Data section: Begin

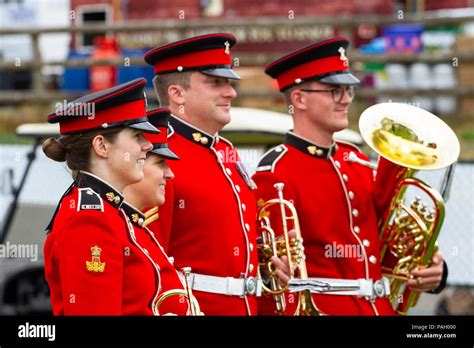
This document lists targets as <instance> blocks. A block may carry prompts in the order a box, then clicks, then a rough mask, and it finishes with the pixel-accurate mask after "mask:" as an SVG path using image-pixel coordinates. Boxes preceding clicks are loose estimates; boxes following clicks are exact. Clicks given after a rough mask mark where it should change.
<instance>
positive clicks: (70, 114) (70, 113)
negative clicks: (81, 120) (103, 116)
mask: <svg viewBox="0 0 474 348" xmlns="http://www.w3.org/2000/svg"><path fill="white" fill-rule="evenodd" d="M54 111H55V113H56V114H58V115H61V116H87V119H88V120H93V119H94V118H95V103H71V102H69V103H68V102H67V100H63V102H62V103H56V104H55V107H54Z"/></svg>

Data section: End
Data section: Begin

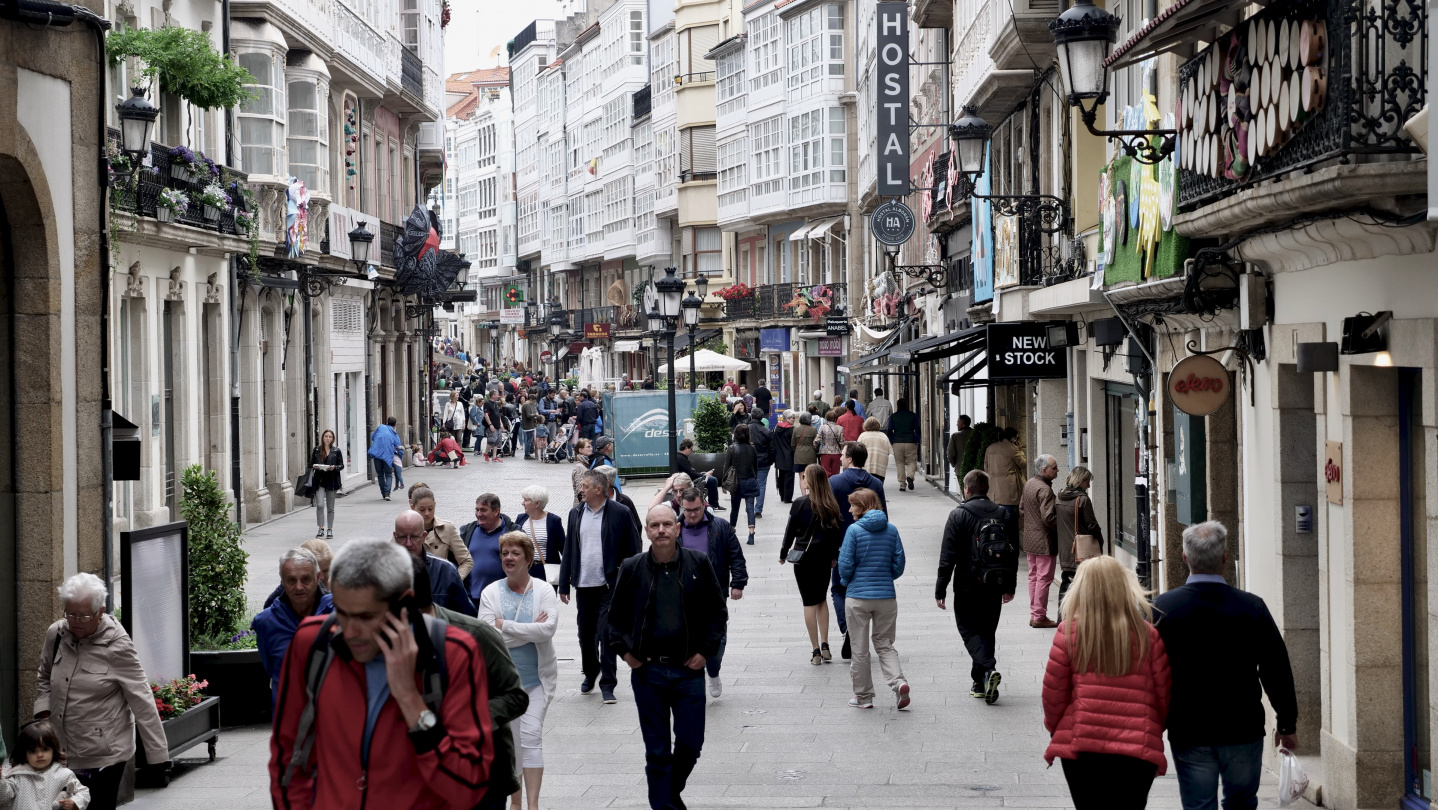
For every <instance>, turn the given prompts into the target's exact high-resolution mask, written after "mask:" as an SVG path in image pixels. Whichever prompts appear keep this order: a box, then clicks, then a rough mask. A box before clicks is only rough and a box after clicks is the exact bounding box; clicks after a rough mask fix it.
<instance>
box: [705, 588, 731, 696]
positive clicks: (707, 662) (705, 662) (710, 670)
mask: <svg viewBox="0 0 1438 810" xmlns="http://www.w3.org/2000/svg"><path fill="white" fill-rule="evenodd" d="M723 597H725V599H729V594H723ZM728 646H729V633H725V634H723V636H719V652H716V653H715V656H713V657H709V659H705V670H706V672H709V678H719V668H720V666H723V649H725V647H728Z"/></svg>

Data section: End

* **Aim of the task**:
Copy out the lines from the line containing "For every <instance>, turn" through the line containing "positive clicks: (707, 662)", keeping every character unchanged.

* **Exercise response**:
For every <instance>, turn the given prompts into the target's exact high-resolution mask, written after "mask:" as an SVG path in image pixels. Whichever prompts appear keep this order: a box, then clicks, then a rough mask. A box before clicks is only rough and a box after clicks is the exact bounding box; clicks after a rough mask fix it.
<instance>
box: [705, 588, 731, 696]
positive clicks: (707, 662) (705, 662) (710, 670)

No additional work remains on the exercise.